◆ TASK TO COMPLETE ◆
Quote verbatim every line of the listing below, from its first line through the line containing "67], [76, 66]]]", both included.
-- START MATERIAL FOR THE TASK --
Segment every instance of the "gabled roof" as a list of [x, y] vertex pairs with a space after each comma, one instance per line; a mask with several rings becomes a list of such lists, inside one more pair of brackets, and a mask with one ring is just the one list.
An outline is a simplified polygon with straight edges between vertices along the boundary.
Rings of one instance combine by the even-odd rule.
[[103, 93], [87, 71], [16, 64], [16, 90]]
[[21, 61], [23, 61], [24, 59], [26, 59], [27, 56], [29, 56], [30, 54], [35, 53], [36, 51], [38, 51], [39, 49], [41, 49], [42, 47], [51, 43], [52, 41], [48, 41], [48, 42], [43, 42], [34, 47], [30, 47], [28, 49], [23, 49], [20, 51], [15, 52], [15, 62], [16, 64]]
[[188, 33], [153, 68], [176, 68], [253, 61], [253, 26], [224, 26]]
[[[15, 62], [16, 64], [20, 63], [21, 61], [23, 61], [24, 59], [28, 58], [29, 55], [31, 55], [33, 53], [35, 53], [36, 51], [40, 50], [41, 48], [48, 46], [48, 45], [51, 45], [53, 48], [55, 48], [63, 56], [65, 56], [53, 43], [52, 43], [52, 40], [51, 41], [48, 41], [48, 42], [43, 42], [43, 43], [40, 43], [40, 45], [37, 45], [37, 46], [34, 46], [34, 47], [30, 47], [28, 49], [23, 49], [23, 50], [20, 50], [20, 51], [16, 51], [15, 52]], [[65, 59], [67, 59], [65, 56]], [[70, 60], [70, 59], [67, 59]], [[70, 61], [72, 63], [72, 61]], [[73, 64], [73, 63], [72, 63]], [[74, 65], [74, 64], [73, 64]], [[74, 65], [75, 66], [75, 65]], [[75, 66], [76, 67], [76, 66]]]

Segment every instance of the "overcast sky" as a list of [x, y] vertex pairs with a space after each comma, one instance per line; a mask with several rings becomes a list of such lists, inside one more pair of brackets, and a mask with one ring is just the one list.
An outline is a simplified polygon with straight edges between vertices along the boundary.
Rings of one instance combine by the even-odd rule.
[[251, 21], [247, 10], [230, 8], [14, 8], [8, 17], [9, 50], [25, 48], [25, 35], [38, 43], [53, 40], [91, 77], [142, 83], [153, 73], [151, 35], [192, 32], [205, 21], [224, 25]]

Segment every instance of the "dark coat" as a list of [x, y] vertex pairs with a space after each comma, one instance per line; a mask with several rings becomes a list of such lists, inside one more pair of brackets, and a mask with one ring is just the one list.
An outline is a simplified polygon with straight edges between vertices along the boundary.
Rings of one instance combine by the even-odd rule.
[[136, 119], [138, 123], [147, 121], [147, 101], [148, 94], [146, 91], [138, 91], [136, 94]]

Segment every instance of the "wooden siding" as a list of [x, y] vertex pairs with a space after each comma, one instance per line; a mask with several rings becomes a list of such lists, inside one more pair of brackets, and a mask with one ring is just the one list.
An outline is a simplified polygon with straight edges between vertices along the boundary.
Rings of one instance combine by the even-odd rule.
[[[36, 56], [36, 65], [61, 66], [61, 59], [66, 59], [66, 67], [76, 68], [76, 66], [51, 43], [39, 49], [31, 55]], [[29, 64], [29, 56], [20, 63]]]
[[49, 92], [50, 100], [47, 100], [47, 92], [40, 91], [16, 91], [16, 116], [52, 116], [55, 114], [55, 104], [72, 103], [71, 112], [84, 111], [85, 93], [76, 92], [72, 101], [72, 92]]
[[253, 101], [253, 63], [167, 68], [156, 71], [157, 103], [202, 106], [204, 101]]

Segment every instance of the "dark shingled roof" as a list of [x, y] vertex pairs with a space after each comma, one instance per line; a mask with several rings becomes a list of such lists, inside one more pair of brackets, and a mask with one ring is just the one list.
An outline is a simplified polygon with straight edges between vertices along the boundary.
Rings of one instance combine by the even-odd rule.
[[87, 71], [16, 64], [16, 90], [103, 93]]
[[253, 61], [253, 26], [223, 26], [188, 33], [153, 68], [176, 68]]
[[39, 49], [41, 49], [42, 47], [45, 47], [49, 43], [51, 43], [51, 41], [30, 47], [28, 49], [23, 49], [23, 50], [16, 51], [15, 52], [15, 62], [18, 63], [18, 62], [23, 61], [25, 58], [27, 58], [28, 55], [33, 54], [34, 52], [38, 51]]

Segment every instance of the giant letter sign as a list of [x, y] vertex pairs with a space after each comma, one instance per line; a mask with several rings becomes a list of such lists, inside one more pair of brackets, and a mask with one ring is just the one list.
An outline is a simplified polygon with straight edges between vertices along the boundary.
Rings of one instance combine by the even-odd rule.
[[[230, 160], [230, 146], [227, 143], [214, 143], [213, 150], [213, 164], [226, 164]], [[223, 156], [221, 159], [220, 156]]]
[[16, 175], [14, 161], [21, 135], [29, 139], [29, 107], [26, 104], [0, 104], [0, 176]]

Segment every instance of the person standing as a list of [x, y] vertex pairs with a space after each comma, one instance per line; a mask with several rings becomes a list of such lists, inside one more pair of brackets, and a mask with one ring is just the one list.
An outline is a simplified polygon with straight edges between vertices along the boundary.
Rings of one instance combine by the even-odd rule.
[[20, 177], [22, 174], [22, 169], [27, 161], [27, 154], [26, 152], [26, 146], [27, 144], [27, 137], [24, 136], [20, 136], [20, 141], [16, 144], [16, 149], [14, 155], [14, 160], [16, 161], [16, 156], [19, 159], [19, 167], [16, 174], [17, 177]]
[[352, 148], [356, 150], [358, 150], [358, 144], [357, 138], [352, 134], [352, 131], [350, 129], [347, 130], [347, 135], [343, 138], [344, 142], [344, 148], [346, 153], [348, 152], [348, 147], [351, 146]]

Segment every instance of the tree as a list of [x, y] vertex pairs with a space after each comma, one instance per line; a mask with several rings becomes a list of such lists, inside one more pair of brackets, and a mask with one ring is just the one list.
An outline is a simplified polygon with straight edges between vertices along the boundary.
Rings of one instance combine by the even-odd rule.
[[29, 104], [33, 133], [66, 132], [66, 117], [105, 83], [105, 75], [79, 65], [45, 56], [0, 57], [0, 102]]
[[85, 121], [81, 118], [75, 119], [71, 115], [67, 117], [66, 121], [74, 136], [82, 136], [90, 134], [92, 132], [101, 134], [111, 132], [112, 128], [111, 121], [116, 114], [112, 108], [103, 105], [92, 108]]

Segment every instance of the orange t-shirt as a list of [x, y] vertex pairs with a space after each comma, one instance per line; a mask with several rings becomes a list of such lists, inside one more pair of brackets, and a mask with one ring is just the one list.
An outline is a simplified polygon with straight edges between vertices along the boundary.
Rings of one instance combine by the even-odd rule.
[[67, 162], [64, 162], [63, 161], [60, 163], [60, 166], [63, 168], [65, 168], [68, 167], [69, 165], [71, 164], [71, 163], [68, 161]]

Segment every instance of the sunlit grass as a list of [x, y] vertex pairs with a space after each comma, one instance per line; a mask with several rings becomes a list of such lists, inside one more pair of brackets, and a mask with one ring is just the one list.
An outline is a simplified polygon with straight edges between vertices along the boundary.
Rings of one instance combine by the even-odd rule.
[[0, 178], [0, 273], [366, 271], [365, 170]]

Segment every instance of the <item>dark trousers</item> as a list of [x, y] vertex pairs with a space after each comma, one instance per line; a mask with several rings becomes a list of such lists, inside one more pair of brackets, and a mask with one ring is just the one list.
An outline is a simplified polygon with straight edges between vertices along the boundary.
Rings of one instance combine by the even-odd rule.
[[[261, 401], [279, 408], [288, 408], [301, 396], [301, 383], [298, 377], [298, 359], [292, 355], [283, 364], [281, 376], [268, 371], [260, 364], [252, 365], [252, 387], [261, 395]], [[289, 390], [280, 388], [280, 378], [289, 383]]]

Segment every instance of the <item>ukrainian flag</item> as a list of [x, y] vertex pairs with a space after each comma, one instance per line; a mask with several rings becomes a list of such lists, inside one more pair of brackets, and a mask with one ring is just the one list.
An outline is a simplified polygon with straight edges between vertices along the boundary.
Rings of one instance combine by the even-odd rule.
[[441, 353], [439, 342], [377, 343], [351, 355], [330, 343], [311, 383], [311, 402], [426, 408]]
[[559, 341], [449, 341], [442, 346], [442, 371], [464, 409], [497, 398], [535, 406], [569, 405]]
-- END MATERIAL FOR THE TASK --
◆ REPLY TO THE TASK ◆
Segment every instance of the "gabled roof" as a list of [x, y] vertex pairs with a space after each comma, one instance per line; a mask with several rings becomes a list of such lists, inside one more pair of brackets, and a mask with one ring is just the one list.
An outline is a simplified polygon with straight edges between vertices along the boundary.
Rings of one instance combine by the even-odd rule.
[[103, 93], [87, 71], [16, 64], [16, 90]]
[[21, 61], [23, 61], [24, 59], [26, 59], [27, 56], [29, 56], [30, 54], [35, 53], [36, 51], [38, 51], [39, 49], [41, 49], [42, 47], [51, 43], [52, 41], [48, 41], [48, 42], [43, 42], [34, 47], [30, 47], [28, 49], [23, 49], [20, 51], [15, 52], [15, 62], [16, 64]]
[[188, 33], [153, 68], [176, 68], [253, 61], [253, 26], [224, 26]]
[[[15, 62], [16, 64], [20, 63], [21, 61], [23, 61], [24, 59], [28, 58], [29, 55], [31, 55], [33, 53], [35, 53], [36, 51], [40, 50], [41, 48], [48, 46], [48, 45], [51, 45], [53, 48], [55, 48], [63, 56], [65, 56], [53, 43], [52, 43], [52, 40], [51, 41], [48, 41], [48, 42], [43, 42], [43, 43], [40, 43], [40, 45], [37, 45], [37, 46], [34, 46], [34, 47], [30, 47], [28, 49], [23, 49], [23, 50], [20, 50], [20, 51], [16, 51], [15, 52]], [[65, 59], [67, 59], [65, 56]], [[70, 60], [70, 59], [67, 59]], [[70, 61], [72, 63], [72, 61]], [[73, 64], [73, 63], [72, 63]], [[74, 65], [74, 64], [73, 64]], [[74, 65], [75, 66], [75, 65]], [[75, 66], [76, 67], [76, 66]]]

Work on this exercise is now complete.